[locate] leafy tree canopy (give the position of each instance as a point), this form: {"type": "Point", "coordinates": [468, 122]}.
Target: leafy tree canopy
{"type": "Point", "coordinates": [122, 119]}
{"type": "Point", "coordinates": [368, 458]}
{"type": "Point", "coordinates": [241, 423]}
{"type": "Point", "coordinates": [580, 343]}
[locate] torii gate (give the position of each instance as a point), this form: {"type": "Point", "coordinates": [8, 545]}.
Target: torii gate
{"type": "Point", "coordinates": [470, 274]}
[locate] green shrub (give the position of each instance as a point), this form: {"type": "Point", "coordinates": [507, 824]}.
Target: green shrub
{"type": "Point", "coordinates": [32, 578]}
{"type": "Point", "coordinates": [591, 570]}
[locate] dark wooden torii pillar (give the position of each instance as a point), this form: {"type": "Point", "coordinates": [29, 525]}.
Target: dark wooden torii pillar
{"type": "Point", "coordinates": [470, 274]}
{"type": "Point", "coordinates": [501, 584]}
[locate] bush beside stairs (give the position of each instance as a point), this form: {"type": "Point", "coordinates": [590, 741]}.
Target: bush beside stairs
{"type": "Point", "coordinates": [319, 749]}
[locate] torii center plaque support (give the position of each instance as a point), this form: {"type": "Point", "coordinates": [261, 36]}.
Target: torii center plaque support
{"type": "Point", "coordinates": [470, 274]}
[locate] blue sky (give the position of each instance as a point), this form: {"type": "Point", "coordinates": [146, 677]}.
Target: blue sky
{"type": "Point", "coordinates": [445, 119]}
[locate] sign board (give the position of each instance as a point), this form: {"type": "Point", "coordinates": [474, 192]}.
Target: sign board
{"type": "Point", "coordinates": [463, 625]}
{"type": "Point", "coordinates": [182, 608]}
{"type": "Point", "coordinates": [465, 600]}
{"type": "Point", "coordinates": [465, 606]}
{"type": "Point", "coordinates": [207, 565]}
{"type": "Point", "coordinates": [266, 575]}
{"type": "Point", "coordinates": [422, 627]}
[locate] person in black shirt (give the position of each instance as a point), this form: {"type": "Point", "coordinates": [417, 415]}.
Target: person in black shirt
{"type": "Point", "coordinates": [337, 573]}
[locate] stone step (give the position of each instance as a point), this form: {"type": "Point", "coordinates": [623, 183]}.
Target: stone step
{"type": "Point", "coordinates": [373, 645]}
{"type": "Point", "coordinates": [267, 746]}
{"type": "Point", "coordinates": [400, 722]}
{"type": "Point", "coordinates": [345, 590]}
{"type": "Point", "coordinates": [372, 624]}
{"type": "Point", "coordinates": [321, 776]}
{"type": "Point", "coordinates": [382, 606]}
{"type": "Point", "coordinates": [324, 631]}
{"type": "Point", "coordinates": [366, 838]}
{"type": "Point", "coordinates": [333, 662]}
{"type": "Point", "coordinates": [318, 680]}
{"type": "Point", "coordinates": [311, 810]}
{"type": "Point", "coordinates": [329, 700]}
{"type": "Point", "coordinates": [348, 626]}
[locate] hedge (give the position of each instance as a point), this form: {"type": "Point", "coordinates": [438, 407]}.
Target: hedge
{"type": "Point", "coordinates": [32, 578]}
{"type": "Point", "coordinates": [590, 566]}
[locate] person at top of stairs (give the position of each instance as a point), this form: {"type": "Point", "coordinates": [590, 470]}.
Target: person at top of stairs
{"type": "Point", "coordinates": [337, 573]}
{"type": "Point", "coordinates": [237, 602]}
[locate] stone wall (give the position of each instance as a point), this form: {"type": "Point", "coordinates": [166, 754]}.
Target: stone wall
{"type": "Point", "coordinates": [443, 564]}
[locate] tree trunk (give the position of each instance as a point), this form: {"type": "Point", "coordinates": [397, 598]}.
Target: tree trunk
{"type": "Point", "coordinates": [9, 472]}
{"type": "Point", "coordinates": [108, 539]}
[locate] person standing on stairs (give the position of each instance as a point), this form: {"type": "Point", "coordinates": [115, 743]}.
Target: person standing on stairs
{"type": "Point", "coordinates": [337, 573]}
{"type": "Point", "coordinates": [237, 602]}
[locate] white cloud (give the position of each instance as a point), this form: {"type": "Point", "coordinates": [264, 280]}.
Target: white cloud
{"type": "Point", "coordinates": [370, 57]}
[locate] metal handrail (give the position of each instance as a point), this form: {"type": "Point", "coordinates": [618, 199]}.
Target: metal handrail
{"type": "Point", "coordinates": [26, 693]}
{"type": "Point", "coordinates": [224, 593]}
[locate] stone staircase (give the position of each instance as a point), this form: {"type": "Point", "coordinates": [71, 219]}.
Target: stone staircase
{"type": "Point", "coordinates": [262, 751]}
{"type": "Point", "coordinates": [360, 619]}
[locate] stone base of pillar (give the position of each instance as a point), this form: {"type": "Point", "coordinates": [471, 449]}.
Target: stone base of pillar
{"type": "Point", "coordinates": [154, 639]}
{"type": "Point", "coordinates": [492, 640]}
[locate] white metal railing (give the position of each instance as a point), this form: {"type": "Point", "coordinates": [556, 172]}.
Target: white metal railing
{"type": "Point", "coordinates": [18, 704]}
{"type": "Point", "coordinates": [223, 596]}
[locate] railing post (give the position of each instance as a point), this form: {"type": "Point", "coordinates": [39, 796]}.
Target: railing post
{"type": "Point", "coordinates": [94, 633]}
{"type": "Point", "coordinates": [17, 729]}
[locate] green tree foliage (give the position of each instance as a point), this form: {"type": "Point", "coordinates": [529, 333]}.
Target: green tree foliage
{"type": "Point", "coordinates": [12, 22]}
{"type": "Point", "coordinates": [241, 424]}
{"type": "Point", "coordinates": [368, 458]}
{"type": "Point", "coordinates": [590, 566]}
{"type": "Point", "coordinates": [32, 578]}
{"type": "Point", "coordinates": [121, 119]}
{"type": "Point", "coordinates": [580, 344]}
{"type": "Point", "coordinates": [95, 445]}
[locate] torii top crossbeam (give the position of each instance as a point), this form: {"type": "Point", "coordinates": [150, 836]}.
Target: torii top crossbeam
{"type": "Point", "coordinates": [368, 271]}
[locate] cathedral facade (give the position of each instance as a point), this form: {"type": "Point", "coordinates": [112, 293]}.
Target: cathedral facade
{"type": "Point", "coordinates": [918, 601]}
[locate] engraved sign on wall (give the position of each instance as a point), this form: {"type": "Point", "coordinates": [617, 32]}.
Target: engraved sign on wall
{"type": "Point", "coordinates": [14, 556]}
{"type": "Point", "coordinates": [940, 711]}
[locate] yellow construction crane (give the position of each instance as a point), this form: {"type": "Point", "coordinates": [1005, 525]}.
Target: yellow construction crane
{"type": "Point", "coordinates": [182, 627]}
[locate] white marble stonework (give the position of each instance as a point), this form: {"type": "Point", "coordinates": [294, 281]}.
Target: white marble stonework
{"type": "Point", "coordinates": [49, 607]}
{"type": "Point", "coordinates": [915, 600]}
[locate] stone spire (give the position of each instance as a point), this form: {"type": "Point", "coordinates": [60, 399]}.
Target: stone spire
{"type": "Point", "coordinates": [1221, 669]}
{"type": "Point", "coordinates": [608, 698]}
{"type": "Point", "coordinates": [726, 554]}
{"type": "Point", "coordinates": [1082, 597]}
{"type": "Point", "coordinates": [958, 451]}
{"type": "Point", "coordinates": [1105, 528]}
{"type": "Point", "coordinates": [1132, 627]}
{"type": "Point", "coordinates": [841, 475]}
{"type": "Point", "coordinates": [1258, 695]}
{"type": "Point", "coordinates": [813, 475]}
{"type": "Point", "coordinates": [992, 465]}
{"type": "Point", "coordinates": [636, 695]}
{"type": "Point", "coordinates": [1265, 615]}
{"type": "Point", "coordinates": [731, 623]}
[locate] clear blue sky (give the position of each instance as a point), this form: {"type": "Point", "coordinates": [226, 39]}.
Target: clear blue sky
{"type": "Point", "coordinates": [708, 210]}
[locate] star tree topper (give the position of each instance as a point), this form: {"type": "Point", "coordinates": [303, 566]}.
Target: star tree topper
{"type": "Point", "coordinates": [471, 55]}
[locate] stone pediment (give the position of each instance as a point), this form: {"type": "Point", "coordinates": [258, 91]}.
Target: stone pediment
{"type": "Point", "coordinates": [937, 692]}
====
Problem description
The stretch of entries above that starts with the line containing "[locate] green shrub" and goes on through the line containing "[locate] bush beside" is to be transcribed exactly, and no other line is to be transcribed.

Exercise solution
[locate] green shrub (give the position of each instance as a point), this form: {"type": "Point", "coordinates": [507, 824]}.
Target: green shrub
{"type": "Point", "coordinates": [32, 578]}
{"type": "Point", "coordinates": [591, 570]}
[locate] dark wooden torii pillar (give the position of each instance as a point), this form: {"type": "Point", "coordinates": [29, 525]}.
Target: dark wooden torii pillar
{"type": "Point", "coordinates": [470, 274]}
{"type": "Point", "coordinates": [501, 584]}
[locate] bush beside stairs (give the position of each instance as a point), this form: {"type": "Point", "coordinates": [590, 741]}.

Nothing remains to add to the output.